**Entries shown**
** START **

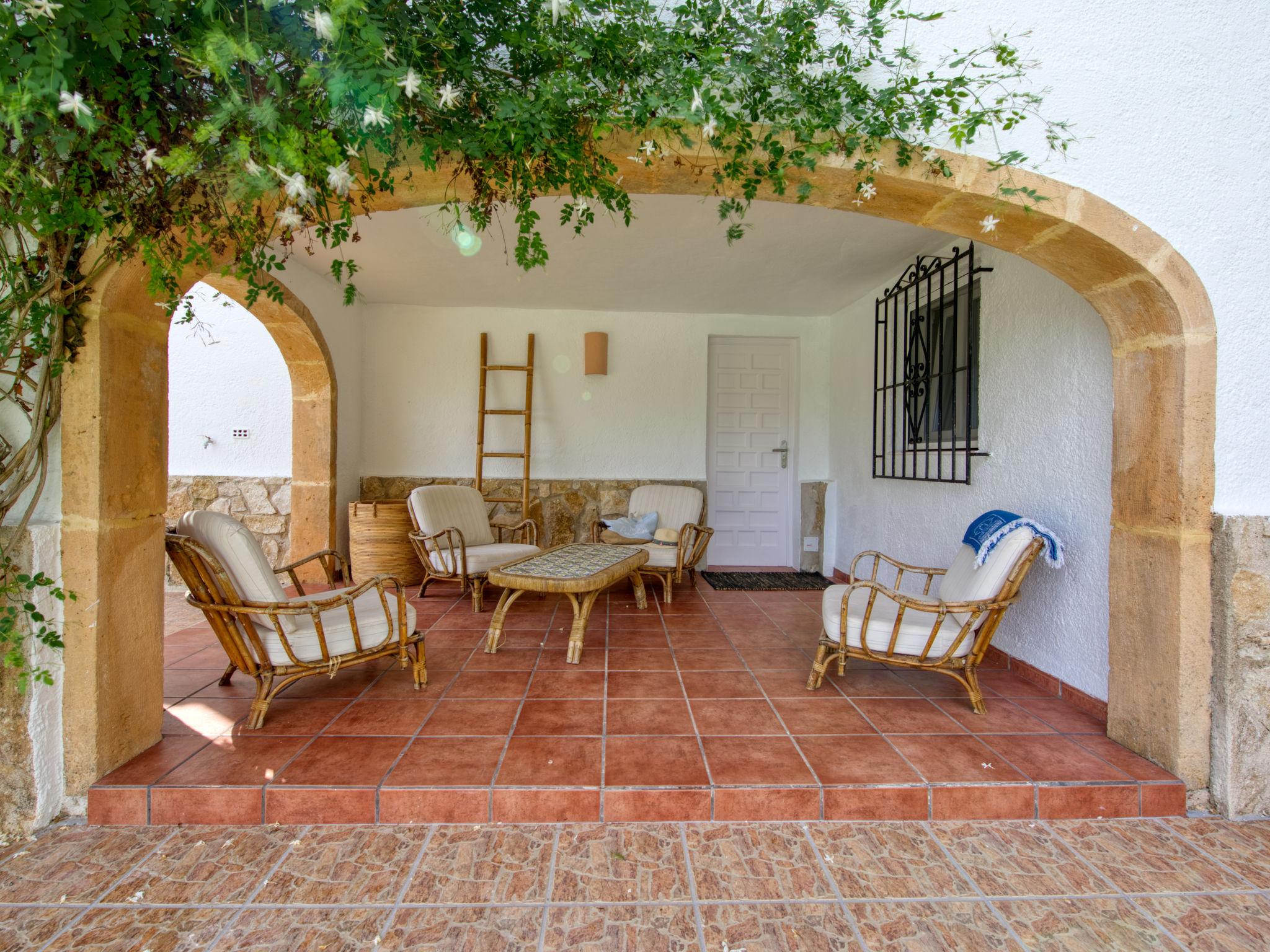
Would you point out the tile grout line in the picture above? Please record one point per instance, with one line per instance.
(546, 896)
(259, 886)
(406, 885)
(107, 891)
(833, 885)
(974, 885)
(693, 885)
(1059, 838)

** END **

**Short task**
Rewrite the rows above with "tile grout line" replaced by "grout seam between tiles" and everything else unchanged. Leave out the pictures.

**Solution to the exercise**
Would you point out the grout seam between tiles in the picture above? Please record one point per instance, with one line per instance.
(546, 896)
(259, 886)
(406, 885)
(107, 891)
(833, 885)
(974, 885)
(693, 885)
(1059, 838)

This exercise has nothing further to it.